Entries from a collection:
○ ○ ○ ○ ○ ○ ○

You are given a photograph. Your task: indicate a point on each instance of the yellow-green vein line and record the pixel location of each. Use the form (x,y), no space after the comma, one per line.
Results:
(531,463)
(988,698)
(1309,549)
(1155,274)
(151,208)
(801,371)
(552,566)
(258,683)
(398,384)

○ ○ ○ ○ ○ ○ ○

[Work to complete]
Revise the data above by changing "yellow-green vein line" to "green vein line" wherever it occurs, and keep every other line the same.

[Problem solution]
You are given a photograph. Your task: indicate a point on each instance of the green vein line and record the pixel location of each. Use the form (x,y), no space after the comma, one per line.
Results:
(531,463)
(988,698)
(1309,549)
(1155,274)
(151,208)
(801,371)
(552,566)
(258,683)
(398,384)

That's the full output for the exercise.